# Tyre Pressures



## Falconer

Hi All

Can anyone help please?

We have recently got a Compass Avantgarde 140 based on a Peugeot Boxer chassis. I am trying (without a great deal of success) to find the correct tyre pressures. 

I have looked through the handbook and all it says is to refer to the drivers door pillar where the is a sticker. This says 79psi or 5.5 bar which seems really high. I phoned the Peugeot dealer who when I asked, must have thought I was speaking Mongolian as they were completely baffled !! - They suggested 50psi - so I went to the local tyre dealer who said 60psi or it could even be 79psi - He suggested I look on the wall of the tyre and it says maximum load of 1056kgs - at 80psi cold !!

Any of you motorhome experts help please?????

Thanks

Chris


----------



## Bella

*Old Chesnut "Tyre pressures"*

Hi,

Lots of people have had same problem as you, trying to find correct pressures.
Basically it depends on your axle weights and your tyre manufacturer; if you use "Tyre Safety " or "tyre pressures" in the MHF search program you will get lots of info.

Sorry I can't give you any specific details pertaining to your circumstances; but these searches will make things clearer!!

Best of luck

Pam

If too much info on searches try this website:

www.tyresafe.org/tyre-safety

Click on Tyre Safety Information then download Motorhome pdf info leaflet


----------



## motormouth

You will find loads of advice under the "wheels and tyres"section. I and many others have had the same problems and it is a minefield to find the correct pressures.
But you need to get your MH weighed, fully laden (all adults and kids that you are likely to carry, full fuel, water tanks, and anything else of any weight which you would normally carry). Get both axles weighed individually, then the entire MH. There is a chart from tyresafe which will then give the pressures depending on tyre size, axle weights etc. You will find tyresafe under the above heading and I think in a post from "unclenorm"

Ignore the pressures given on the door pillar as these are for the base vehicle, i.e. a chassis cab, and before it becomes a MH.


----------



## Rosbotham

According to the manual (Technical Specification pages, 72 & 73) for my 2008 140, it's 60PSI front, 65PSI rear.

Recognise that the current 140 is a slightly different design (low profile versus overcab), but they quote the same pressures for all of the model range.

--- Job 1 ---
List the usernames that head each post in the tyre pressures thread.

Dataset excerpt
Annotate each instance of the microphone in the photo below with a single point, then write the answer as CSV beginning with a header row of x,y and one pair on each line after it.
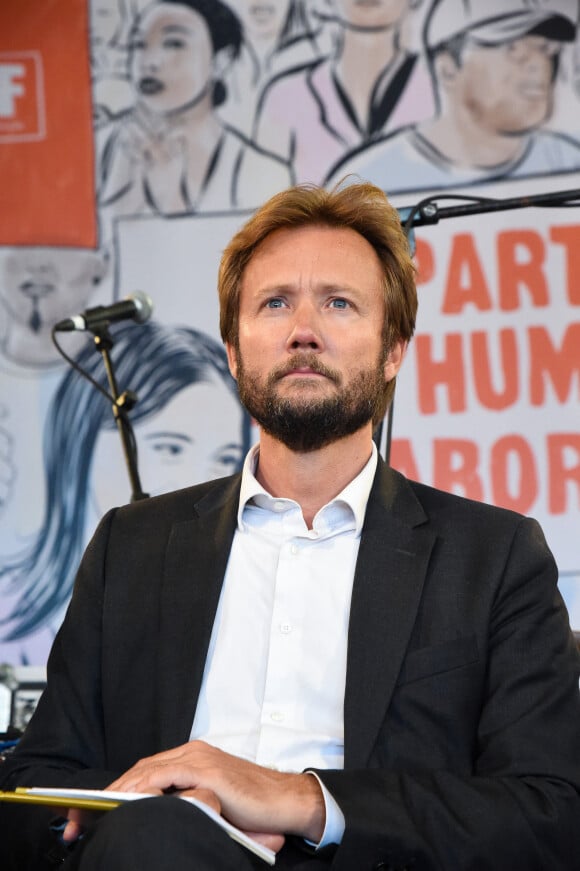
x,y
137,306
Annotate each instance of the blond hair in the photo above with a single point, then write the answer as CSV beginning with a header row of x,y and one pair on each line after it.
x,y
362,207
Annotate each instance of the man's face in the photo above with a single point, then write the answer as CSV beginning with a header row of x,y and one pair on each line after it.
x,y
310,361
507,88
372,14
171,57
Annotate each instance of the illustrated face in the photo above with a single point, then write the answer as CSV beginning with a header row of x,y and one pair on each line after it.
x,y
195,437
508,88
311,320
171,58
41,286
261,19
371,13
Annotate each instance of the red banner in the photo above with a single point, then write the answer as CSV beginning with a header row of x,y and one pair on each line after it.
x,y
47,194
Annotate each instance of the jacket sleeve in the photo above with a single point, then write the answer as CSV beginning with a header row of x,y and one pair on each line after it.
x,y
517,804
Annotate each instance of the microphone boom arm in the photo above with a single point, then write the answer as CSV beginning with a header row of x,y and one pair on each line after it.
x,y
122,403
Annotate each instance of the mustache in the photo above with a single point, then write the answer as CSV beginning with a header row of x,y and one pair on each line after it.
x,y
304,361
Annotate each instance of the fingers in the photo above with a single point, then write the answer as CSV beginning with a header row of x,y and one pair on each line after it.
x,y
206,796
77,821
273,842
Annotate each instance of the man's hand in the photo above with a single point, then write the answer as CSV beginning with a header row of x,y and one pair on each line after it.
x,y
253,798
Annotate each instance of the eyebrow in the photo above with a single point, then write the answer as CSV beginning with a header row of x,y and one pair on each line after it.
x,y
169,434
167,28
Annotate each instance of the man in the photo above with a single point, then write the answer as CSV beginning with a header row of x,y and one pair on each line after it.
x,y
494,65
363,672
367,86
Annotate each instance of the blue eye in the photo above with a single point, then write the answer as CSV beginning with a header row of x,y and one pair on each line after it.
x,y
174,43
170,449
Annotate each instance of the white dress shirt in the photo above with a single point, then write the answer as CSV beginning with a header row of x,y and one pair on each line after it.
x,y
273,685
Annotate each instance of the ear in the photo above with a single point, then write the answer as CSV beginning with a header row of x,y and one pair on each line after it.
x,y
232,360
222,60
395,359
446,70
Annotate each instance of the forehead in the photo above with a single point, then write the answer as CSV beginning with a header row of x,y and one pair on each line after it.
x,y
171,16
330,252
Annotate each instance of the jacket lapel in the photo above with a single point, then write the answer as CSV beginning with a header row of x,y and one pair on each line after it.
x,y
392,563
197,556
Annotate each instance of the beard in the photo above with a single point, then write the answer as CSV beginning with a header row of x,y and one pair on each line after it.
x,y
307,422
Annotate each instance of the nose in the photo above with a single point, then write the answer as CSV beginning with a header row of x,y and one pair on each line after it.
x,y
305,333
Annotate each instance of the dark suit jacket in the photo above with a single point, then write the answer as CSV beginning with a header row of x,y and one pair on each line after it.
x,y
461,711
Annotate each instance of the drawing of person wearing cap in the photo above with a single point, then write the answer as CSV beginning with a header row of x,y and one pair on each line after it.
x,y
494,67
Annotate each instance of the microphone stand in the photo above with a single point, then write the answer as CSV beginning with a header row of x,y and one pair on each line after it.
x,y
426,212
123,403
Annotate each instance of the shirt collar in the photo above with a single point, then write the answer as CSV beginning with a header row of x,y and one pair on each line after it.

--- Job 2 ---
In the records, reproduce every line starting with the one that contains "Annotate each instance of the dark" and going on through the end of the records.

--- Final result 1 ---
Falconer
Bella
motormouth
Rosbotham

--- Final result 2 ---
Annotate each instance of the dark suit jacket in the photo above with a single point, then write the answer as CSV beginning with a header row of x,y and one pair on each line after it.
x,y
461,711
Annotate each instance of the drawing of person wearing cap in the photo above with a single point, then write the answer as CSV beginning with a header row of x,y and one pair on each line after it.
x,y
494,67
Annotate each instance of the microphone stand in the photo above with a single point, then write the answer as CSV beginning with a header row of x,y and one pair on each line after it.
x,y
426,212
123,403
Annotate each instance of the shirt collar in the photo above with a single point, then write the answer as CSV beginning with a header row of x,y and one pair on each line after it.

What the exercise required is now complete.